• What is required:
Take every line containing "house" out of the records.

---------- Listed entries ----------

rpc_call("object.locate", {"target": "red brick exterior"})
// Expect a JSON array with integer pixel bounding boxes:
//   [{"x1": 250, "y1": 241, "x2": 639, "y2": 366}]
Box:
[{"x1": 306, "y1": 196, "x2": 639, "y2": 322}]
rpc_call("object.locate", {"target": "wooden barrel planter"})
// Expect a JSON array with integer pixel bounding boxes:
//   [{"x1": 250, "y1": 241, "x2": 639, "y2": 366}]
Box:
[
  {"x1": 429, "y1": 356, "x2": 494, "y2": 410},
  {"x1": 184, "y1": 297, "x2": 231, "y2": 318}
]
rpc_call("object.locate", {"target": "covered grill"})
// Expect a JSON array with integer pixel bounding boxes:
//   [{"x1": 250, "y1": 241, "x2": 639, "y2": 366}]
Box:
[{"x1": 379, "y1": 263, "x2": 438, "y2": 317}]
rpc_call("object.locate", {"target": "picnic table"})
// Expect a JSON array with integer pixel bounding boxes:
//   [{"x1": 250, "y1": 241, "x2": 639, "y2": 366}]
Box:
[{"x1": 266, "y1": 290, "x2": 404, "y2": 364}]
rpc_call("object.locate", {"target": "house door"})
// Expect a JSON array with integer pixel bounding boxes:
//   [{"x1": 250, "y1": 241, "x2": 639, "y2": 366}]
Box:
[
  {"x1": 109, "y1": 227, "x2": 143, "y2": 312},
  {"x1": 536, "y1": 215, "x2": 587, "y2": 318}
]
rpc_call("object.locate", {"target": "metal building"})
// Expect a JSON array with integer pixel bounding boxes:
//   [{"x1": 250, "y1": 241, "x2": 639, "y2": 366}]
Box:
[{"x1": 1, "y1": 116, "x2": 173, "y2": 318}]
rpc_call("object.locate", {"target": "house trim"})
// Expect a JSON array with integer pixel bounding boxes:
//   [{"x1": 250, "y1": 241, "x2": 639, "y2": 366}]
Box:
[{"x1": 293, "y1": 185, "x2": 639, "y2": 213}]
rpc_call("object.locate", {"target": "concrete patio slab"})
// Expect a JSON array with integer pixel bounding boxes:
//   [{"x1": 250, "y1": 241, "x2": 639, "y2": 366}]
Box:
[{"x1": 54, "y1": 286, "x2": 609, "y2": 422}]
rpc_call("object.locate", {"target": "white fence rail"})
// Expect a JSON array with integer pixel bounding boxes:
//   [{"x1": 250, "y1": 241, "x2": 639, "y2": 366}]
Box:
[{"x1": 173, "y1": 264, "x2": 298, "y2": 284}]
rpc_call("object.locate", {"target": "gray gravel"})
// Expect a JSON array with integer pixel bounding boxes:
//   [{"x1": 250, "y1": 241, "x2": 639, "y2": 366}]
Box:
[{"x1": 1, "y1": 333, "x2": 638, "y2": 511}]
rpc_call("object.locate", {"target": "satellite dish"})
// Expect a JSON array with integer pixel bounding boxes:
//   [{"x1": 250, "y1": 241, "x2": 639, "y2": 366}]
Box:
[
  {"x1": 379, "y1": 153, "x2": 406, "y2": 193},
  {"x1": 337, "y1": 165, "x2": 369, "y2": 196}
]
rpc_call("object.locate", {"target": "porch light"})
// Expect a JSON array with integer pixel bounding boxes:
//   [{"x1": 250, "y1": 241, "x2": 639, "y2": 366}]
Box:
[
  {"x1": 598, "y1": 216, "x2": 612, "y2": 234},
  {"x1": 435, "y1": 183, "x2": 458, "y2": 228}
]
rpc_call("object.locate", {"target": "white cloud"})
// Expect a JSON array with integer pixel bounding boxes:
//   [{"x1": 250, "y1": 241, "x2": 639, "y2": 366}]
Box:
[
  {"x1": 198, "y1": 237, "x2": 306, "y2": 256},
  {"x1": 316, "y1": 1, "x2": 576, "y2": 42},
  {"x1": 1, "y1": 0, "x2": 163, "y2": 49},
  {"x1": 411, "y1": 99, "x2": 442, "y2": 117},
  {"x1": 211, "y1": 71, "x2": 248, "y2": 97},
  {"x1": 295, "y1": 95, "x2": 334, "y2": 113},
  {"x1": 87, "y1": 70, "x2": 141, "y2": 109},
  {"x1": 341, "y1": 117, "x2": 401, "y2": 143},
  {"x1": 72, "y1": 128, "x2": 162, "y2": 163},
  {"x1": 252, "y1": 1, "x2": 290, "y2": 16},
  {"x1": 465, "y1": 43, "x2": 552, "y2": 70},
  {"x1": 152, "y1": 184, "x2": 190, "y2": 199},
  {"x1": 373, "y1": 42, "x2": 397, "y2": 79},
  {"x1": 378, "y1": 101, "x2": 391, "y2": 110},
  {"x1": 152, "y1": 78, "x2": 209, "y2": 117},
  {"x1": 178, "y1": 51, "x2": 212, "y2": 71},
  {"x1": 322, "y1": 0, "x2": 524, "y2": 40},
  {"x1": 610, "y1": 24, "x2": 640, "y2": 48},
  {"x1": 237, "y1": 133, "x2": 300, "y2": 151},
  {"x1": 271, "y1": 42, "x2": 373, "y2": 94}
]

----------

• Task answer:
rpc_call("object.locate", {"target": "house door"})
rpc_call("object.locate", {"target": "house trim"})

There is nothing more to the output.